▶ _TO BE DONE_: According to the ceramics blog post, why is the writer moving third-year work to a new blog?

▶ _DOCUMENT EXCERPT_:
---------------
As I start the final year of my degree I’m realising I don’t have a sufficient amount of storage space left on this blog. I’d like to keep this blog as a record of my studies so far and have decided it would be best to separate my third year work into a new blog which is as follows;
I hope you will join me in the final year of my degree!
After taking a bit of a leap of faith last year and taking the decision to switch courses and repeat the year, this was a crucial time for me. Luckily, I can wholeheartedly say that this was the best decision I could have made at the time.
I feel I now have a much stronger sense of identity in the ceramic world, being able to identify key studio ceramicists such as Lucie Rie, William State Murray, Bernard Leech & Hans Cooper. I feel like I am part of the community and have clearer idea of where I sit within the contemporary ceramics world especially after visiting Ceramic Art London.
I have developed my knowledge in slip application, and methods of surface decoration such as decals, sgraffito, inlaying and stencils. This has allowed me to further explore my more illustrative tendencies and I feel as though my drawing is much more encouraged, (as opposed to last year) I feel it helps to bring more context to the work I produce. Over the course of the year, I’ve also built my confidence in firing and loading kilns, I now feel fully comfortable in programming them on my own and being responsible for them, next year I hope to even take on the bigger roles such as packing the bisq. I still feel as though my technical knowledge of clay and glazes could be improved; I was hoping to attend the first year’s Alchemy sessions, but wasn’t able to attend due to timetable restrictions. However I still have time to develop this further over the summer and at the start of next year.
---------------
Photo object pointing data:
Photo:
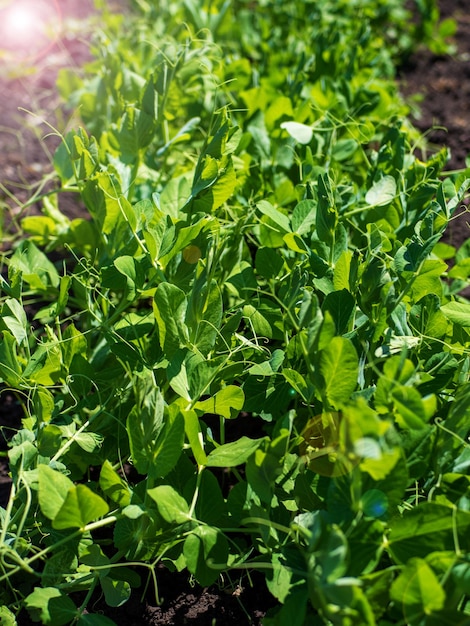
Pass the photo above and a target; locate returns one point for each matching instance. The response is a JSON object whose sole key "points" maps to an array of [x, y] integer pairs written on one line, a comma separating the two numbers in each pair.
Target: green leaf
{"points": [[382, 192], [116, 592], [10, 368], [172, 507], [50, 606], [227, 402], [143, 426], [339, 367], [169, 445], [14, 318], [417, 590], [300, 132], [233, 454], [53, 489], [81, 506], [34, 266], [205, 551], [113, 486], [457, 313], [170, 306], [303, 217], [410, 411], [428, 527], [7, 618], [280, 219], [194, 435], [95, 620], [340, 305]]}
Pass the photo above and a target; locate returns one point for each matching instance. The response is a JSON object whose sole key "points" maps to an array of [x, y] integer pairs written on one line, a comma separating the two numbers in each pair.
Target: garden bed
{"points": [[26, 157]]}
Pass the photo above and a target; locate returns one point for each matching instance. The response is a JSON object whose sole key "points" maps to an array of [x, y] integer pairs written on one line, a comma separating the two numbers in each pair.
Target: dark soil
{"points": [[443, 83]]}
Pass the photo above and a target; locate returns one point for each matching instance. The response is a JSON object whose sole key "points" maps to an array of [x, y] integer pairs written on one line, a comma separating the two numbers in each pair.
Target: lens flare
{"points": [[28, 28], [21, 22]]}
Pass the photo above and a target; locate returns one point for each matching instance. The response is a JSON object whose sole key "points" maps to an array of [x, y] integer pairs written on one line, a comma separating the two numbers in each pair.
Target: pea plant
{"points": [[251, 351]]}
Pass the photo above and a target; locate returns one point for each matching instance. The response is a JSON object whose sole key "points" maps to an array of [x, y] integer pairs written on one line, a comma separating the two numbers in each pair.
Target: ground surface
{"points": [[444, 86]]}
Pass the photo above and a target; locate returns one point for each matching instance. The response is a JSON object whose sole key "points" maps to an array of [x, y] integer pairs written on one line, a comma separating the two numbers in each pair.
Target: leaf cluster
{"points": [[253, 351]]}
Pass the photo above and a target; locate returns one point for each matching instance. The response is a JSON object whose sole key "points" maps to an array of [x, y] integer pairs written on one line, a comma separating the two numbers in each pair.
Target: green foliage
{"points": [[256, 313]]}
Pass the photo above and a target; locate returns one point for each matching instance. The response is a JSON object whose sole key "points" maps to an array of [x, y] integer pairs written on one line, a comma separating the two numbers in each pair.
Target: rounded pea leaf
{"points": [[49, 605], [457, 313], [53, 489], [226, 402], [417, 590], [339, 366], [205, 551], [382, 192], [80, 507], [233, 454], [171, 506], [300, 132]]}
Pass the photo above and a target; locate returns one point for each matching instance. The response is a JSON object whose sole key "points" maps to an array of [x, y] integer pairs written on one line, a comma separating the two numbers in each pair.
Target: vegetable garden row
{"points": [[251, 352]]}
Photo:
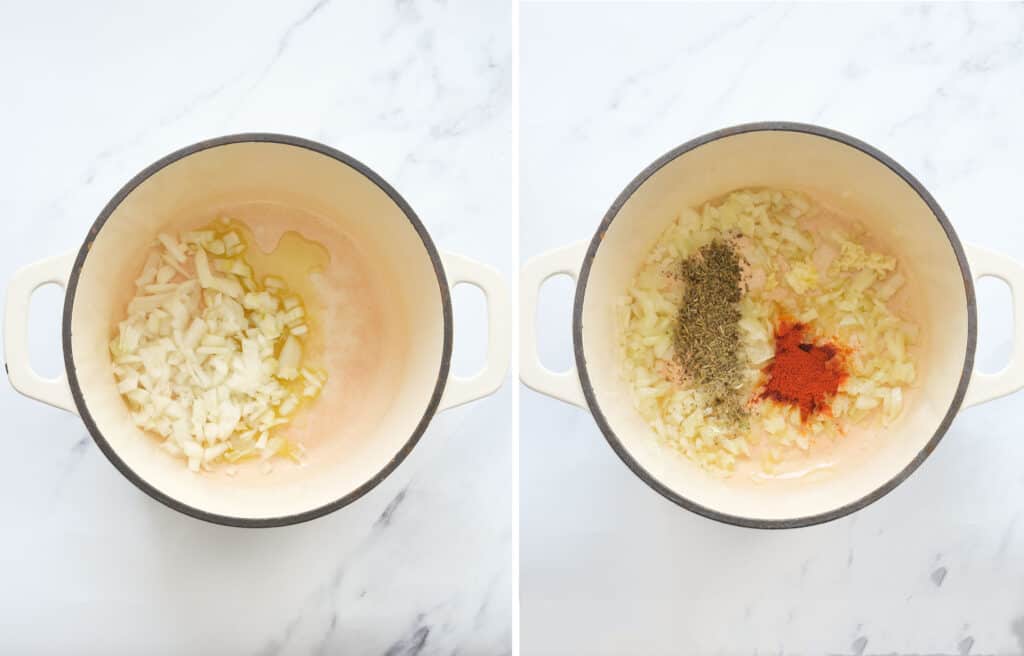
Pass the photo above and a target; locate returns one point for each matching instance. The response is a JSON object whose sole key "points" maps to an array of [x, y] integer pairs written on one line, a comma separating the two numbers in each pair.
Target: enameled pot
{"points": [[860, 181], [387, 321]]}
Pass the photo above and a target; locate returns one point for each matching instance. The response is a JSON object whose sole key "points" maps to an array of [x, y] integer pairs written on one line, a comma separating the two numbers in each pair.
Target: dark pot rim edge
{"points": [[581, 360], [284, 139]]}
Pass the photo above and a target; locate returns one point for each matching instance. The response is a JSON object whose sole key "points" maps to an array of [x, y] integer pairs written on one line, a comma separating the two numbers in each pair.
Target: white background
{"points": [[609, 567], [90, 93]]}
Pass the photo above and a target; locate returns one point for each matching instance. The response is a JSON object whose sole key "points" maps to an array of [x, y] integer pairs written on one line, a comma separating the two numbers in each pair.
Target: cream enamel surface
{"points": [[854, 183], [380, 276]]}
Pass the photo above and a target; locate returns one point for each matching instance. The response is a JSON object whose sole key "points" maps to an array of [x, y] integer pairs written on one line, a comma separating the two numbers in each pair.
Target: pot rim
{"points": [[432, 253], [581, 359]]}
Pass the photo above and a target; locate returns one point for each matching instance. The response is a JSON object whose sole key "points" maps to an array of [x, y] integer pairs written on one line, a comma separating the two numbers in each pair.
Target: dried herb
{"points": [[708, 342]]}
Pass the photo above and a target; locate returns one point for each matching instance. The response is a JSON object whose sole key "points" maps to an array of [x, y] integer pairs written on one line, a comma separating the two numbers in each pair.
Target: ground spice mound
{"points": [[707, 339], [803, 374]]}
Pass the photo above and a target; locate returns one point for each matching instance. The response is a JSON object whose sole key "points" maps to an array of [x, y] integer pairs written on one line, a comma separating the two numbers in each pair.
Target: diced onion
{"points": [[202, 358]]}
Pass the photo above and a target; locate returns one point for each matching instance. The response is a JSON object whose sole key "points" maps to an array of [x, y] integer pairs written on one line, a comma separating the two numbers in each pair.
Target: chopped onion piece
{"points": [[196, 359]]}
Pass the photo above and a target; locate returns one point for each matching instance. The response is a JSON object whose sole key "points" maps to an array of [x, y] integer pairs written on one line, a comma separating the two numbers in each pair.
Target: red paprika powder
{"points": [[803, 375]]}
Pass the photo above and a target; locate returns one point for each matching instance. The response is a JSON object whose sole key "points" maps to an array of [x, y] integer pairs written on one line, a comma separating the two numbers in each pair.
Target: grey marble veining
{"points": [[419, 90], [607, 566]]}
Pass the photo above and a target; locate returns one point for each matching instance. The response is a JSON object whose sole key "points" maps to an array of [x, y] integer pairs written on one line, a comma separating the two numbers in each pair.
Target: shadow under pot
{"points": [[384, 329], [853, 179]]}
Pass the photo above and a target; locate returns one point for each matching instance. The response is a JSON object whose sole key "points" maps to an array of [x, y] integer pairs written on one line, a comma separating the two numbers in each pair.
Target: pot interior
{"points": [[895, 216], [381, 336]]}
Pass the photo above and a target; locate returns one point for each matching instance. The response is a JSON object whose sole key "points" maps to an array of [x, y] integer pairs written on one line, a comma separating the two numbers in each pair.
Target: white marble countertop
{"points": [[93, 92], [609, 567]]}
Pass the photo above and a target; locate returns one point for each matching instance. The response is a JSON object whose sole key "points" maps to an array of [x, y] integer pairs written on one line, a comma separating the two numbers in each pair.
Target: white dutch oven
{"points": [[851, 175], [387, 321]]}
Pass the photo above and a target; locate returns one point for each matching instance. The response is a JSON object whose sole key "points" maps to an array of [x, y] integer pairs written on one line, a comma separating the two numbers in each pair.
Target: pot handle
{"points": [[461, 390], [985, 387], [563, 386], [15, 346]]}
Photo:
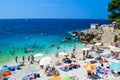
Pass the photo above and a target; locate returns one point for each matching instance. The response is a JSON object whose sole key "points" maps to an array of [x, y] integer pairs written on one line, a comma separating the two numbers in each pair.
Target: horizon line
{"points": [[55, 18]]}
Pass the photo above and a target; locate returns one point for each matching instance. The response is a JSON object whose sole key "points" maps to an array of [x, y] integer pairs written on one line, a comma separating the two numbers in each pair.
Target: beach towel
{"points": [[13, 72], [66, 70]]}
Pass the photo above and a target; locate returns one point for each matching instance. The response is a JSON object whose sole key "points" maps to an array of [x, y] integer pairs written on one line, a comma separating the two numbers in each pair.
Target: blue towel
{"points": [[66, 70]]}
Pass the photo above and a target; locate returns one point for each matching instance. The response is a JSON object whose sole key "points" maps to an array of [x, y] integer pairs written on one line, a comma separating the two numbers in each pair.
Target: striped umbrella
{"points": [[89, 66]]}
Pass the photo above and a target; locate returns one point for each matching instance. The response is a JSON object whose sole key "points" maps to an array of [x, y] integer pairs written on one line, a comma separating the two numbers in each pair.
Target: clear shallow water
{"points": [[17, 34]]}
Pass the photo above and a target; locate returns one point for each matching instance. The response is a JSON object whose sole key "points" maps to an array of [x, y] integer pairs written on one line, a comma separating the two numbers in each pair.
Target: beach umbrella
{"points": [[38, 55], [4, 69], [54, 78], [68, 78], [45, 61], [30, 70], [115, 65], [89, 66], [114, 49], [63, 53], [98, 44]]}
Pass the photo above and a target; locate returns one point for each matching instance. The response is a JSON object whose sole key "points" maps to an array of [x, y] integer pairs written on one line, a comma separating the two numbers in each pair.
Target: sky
{"points": [[81, 9]]}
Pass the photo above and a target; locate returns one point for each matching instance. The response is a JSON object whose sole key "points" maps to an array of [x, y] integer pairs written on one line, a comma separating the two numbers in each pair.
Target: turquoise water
{"points": [[16, 35]]}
---------------
▶ _RESULT_: The current blog doesn't have enough storage space left.